• **Supplied material**:
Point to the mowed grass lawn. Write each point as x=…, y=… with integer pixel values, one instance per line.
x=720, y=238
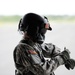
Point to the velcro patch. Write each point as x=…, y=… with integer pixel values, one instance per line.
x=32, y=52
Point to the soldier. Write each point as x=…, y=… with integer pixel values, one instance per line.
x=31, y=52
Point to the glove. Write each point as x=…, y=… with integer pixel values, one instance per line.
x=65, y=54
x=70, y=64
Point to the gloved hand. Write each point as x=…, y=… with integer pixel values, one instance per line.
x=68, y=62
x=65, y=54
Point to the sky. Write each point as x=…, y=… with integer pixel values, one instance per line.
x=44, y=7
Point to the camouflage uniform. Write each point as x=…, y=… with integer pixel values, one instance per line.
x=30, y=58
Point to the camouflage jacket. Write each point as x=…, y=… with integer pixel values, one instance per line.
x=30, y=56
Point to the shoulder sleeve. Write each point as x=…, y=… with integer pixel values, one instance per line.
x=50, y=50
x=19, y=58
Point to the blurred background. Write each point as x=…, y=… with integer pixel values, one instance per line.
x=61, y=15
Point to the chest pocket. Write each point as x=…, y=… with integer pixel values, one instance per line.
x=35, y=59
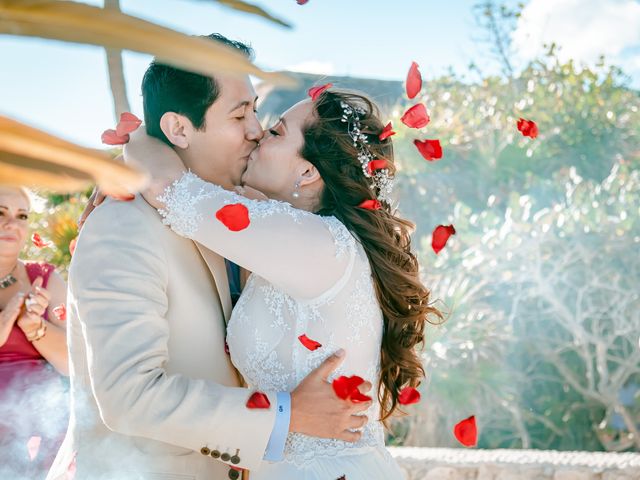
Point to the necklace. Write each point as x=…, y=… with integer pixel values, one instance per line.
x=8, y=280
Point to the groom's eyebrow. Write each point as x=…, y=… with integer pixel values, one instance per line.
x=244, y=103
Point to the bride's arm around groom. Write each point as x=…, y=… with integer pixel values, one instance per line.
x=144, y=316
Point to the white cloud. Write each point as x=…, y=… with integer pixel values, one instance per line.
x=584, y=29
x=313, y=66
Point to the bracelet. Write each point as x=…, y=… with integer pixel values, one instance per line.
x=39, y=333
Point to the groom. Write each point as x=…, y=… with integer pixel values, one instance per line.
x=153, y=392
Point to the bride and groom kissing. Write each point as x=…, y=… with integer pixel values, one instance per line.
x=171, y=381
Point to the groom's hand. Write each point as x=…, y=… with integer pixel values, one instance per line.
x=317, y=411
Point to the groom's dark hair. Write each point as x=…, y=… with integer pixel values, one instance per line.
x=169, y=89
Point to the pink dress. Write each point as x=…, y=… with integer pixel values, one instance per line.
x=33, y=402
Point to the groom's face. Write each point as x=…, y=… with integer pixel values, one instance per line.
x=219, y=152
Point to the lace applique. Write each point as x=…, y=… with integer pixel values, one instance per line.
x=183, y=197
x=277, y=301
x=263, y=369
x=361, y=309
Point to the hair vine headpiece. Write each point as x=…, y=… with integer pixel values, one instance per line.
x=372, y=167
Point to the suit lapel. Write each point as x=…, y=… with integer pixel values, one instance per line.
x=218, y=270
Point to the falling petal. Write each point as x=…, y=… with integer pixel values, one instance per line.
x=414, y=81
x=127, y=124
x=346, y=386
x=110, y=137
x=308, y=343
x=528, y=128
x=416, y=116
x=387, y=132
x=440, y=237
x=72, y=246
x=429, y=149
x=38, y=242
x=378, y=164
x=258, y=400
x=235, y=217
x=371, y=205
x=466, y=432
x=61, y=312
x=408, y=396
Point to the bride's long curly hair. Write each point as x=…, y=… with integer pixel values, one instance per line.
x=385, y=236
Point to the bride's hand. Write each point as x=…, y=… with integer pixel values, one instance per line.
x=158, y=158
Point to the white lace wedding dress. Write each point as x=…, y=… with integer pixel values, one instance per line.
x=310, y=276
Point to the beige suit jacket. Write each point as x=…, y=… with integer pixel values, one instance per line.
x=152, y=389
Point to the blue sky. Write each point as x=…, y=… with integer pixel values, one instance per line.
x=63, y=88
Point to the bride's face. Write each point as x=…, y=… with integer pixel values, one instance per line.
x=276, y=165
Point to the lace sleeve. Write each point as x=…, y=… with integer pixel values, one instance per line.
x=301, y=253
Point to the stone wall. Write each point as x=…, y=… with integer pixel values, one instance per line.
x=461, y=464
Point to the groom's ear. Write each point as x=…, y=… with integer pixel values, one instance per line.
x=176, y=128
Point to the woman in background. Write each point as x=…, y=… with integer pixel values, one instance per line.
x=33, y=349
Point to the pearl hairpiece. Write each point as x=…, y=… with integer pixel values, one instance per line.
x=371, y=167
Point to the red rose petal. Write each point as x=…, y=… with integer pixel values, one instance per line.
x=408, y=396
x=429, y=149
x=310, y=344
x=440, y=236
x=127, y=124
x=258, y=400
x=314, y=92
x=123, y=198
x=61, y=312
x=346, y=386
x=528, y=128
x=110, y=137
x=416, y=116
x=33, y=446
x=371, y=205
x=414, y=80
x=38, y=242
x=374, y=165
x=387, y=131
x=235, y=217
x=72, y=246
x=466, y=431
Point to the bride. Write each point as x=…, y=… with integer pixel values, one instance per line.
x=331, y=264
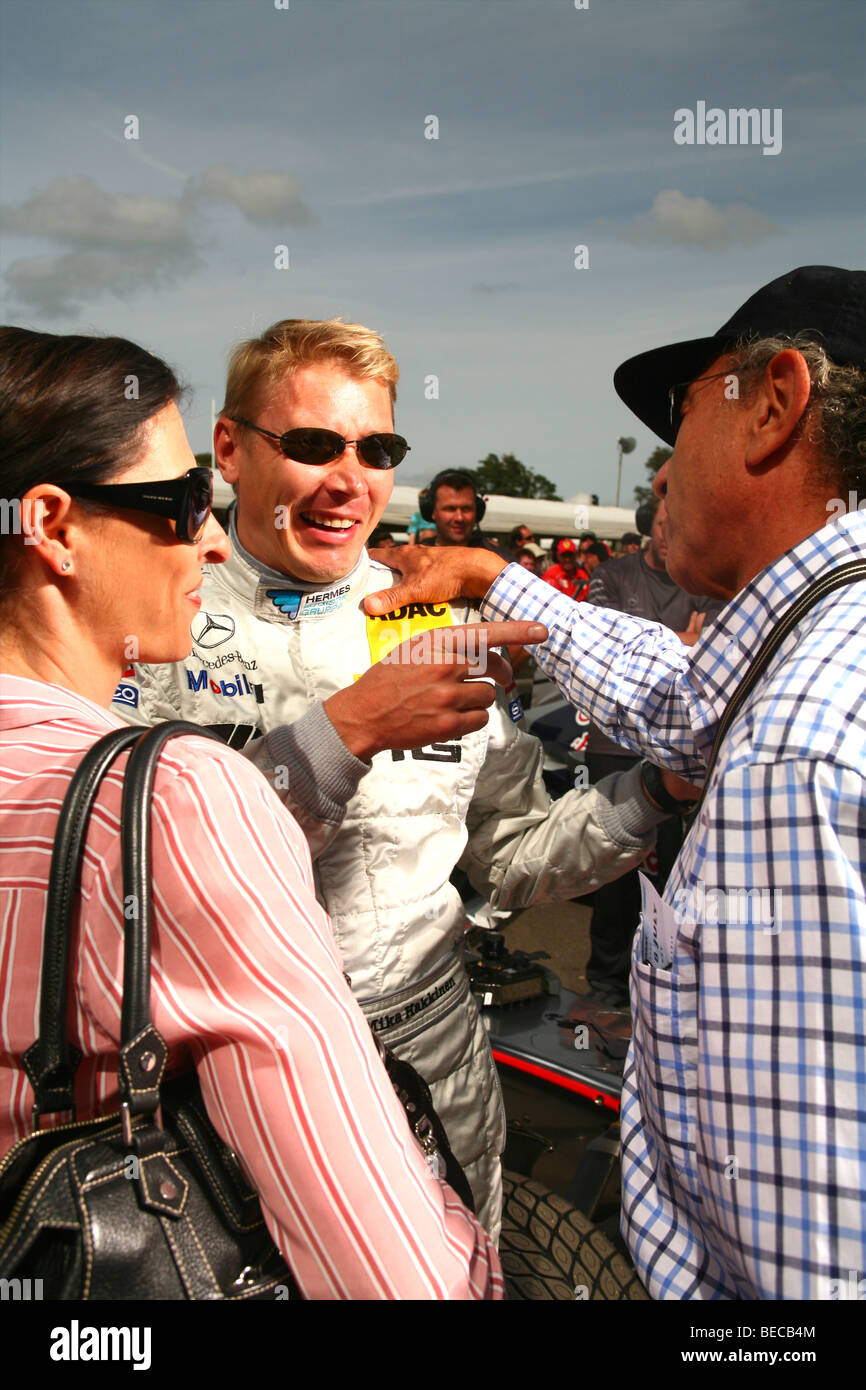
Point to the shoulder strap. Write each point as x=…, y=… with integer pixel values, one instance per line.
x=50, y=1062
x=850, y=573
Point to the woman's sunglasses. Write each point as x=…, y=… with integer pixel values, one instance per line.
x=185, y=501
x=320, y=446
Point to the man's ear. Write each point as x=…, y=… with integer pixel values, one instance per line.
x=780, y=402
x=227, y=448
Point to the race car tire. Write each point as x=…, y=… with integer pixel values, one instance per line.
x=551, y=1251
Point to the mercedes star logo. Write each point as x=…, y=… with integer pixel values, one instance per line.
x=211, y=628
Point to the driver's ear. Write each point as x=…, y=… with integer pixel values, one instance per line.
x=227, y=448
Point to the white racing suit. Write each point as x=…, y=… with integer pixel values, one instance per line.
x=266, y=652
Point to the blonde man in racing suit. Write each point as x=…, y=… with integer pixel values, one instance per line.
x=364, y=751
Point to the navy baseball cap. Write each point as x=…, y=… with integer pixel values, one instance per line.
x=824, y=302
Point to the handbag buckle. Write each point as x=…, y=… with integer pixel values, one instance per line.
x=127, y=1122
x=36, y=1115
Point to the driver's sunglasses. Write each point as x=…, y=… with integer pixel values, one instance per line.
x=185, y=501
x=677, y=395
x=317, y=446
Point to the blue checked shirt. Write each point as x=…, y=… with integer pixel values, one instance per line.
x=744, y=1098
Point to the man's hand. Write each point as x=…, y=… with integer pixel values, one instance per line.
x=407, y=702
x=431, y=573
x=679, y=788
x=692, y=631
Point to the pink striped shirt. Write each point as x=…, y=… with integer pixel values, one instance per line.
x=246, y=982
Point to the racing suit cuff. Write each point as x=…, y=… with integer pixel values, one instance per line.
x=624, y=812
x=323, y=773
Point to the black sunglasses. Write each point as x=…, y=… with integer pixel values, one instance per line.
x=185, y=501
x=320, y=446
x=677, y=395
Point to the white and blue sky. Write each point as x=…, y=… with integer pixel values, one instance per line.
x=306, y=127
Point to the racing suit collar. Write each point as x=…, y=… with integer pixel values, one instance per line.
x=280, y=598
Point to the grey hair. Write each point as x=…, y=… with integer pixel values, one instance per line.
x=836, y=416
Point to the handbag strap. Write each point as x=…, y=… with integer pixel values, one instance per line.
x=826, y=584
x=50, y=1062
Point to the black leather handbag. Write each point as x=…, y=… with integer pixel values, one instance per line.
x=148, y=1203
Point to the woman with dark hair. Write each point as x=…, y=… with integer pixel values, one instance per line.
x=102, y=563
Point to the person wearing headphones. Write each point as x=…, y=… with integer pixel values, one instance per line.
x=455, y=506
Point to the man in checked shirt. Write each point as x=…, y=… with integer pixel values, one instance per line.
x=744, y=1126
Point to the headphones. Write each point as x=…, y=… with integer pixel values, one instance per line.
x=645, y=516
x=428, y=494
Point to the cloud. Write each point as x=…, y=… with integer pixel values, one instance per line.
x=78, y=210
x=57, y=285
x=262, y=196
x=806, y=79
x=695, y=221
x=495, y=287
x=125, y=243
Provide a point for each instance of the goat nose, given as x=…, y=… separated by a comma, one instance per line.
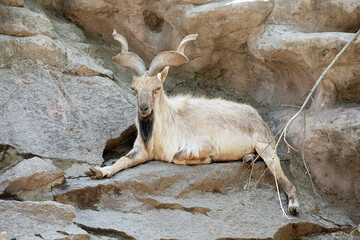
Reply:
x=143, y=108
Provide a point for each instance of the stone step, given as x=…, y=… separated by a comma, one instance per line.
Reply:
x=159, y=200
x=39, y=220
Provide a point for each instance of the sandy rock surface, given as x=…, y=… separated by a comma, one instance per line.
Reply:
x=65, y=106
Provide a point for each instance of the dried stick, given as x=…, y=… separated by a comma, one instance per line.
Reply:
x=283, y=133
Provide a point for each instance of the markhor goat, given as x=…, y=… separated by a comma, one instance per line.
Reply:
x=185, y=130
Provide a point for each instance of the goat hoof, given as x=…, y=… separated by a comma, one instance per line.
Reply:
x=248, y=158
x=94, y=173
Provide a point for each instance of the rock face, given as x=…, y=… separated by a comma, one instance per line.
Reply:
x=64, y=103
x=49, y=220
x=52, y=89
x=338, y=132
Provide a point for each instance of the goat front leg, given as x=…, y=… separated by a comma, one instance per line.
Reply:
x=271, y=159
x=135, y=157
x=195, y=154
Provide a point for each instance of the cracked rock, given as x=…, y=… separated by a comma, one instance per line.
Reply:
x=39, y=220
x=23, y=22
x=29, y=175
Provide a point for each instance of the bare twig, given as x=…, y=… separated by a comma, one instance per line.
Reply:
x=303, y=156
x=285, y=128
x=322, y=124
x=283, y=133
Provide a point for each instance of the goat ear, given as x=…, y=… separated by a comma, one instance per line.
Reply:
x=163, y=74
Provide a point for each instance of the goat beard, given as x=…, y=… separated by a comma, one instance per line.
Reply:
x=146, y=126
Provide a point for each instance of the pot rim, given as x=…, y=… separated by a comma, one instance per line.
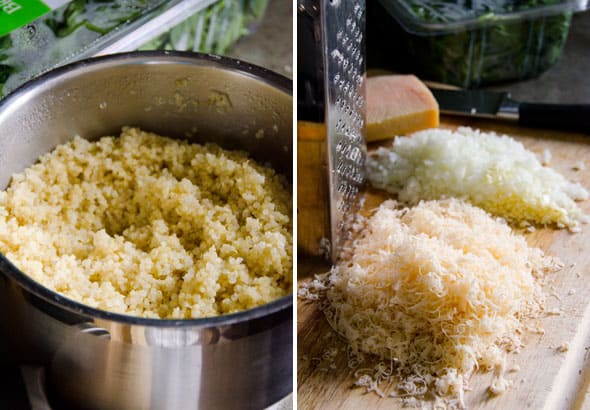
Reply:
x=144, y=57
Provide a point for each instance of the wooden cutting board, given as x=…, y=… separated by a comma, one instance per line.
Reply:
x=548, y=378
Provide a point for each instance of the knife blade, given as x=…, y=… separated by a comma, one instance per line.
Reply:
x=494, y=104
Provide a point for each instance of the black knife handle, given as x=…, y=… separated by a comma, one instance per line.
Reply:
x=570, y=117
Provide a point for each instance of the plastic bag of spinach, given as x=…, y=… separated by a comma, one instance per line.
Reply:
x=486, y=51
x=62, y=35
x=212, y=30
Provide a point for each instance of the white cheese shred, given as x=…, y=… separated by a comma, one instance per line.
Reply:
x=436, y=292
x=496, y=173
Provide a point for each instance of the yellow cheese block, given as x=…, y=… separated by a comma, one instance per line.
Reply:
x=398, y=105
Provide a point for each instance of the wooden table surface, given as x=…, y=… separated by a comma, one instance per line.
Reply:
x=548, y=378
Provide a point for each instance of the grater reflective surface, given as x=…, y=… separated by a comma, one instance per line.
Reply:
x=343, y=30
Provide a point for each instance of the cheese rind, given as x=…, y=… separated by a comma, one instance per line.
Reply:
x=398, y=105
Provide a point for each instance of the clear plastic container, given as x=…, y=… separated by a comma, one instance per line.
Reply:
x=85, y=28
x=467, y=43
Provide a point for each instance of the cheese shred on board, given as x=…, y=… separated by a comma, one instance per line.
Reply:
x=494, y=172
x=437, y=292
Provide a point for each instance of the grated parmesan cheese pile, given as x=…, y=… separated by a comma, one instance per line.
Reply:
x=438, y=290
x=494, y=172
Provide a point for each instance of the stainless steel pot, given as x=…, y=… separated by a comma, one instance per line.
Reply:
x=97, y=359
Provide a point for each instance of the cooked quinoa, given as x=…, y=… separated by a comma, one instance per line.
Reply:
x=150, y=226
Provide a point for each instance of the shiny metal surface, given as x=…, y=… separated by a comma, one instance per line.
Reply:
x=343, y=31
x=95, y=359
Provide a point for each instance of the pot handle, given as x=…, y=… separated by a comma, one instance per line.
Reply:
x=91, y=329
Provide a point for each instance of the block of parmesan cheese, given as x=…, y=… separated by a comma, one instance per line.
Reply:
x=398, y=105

• **Work required**:
Look through the listing, and copy each line that contains the word "handle".

• **Output below**:
Provide a point for each instance of the black knife handle, given as x=…, y=… separated by a comma, one instance per line.
Provide a point for each instance of the pot handle, given as x=…, y=… separated by a comma, one instance per line.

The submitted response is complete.